Step (b): Production of Cordierite-Based Sintered Body
The raw-material powder mixture prepared in the step (a) is formed into a compact having a predetermined form. A formation method is not particularly limited, and a common formation method may be employed. For example, the raw-material powder mixture may be directly press-formed with a die. In the case of press forming, when the raw-material powder mixture is spray dried into granules, satisfactory formability is obtained. A green body or slurry prepared by the addition of an organic binder may be subjected to extrusion molding or sheet forming. In these processes, the organic binder component needs to be removed before or during a firing step. High-pressure molding may be performed by cold isostatic pressing (CIP).
The resulting compact is fired to form a cordierite-based sintered body. At this time, maintaining fine sintered grains and eliminating pores during firing are preferred to improve the degree of surface flatness of the cordierite-based sintered body. As a method therefor, a hot-pressing method is very effective. The use of the hot-pressing method allows densification to proceed with a fine grain state maintained at a lower temperature than that in pressureless sintering and suppresses the formation of coarse pores, which are often observed in pressureless sintering. The firing temperature in the hot pressing is preferably 1350° C. to 1450° C. and more preferably 1375° C. to 1425° C. The pressing pressure in the hot pressing is preferably 20 to 300 kgf/cm2. In particular, a lower pressing pressure results in a hot-pressing jig having a smaller size and a longer life and thus is preferred. The holding time at the firing temperature (maximum temperature) may be appropriately selected in view of the form and the size of the formed body, the characteristics of a heating furnace, and so forth. Specifically, the holding time is preferably 1 to 12 hours and more preferably 2 to 8 hours. A firing atmosphere is not particularly limited. An atmosphere during hot pressing is generally an inert atmosphere, for example, nitrogen or argon. The rate of temperature increase and the rate of temperature decrease may be appropriately set in view of the form and the size of the formed body, the characteristics of the heating furnace, and so forth and, for example, may be set in the range of 50 to 300° C./h.
A composite substrate according to an embodiment of the present invention will be described below. The composite substrate of the present embodiment includes a functional substrate bonded to a support substrate composed of the cordierite-based sintered body. In this composite substrate, the high area percentage of the bonded portion between both substrates results in satisfactory bondability. Examples of the functional substrate include, but are not particularly limited to, lithium tantalate, lithium niobate, gallium nitride, and silicon. A bonding method is preferably a direct bonding. In the case of the direct bonding, after bonding surfaces of the functional substrate and the support substrate are polished and activated, both substrates are pressed together with both bonding surfaces facing together. The activation of the bonding surfaces is performed by, for example, the irradiation of the bonding surface with an ion beam of an inert gas (such as argon) or with a plasma or neutral atomic beam. The thickness ratio of the functional substrate to the support substrate (thickness of functional substrate/thickness of support substrate) is preferably 0.1 or less.

■ **Exercise 1**:
Return every line of the listing that contains the word "water".
The text and the listing come from unrelated sources.

■ **Stored rows**:
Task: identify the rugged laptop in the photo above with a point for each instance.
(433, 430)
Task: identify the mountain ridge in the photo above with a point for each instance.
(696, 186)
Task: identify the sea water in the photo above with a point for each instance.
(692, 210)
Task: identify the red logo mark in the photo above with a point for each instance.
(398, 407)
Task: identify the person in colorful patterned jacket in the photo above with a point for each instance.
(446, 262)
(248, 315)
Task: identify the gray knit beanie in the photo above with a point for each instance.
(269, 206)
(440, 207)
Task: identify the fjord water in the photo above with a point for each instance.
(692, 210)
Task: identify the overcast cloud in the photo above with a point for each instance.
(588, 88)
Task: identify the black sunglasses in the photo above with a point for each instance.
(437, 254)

...

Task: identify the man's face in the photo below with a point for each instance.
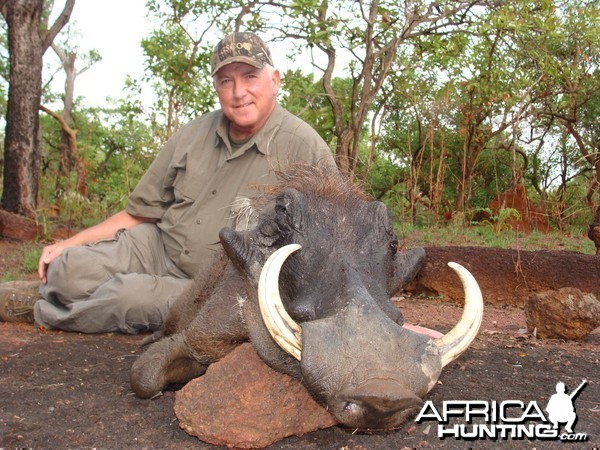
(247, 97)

■ **Exercise 2**:
In the cordierite text, what is the preferred thickness ratio of the functional substrate to the support substrate?

■ **Worked solution 1**:
Task: identify the sea water in the photo above with a point for each instance.
Task: identify the fjord water in the photo above with a point for each instance.

■ **Worked solution 2**:
0.1 or less.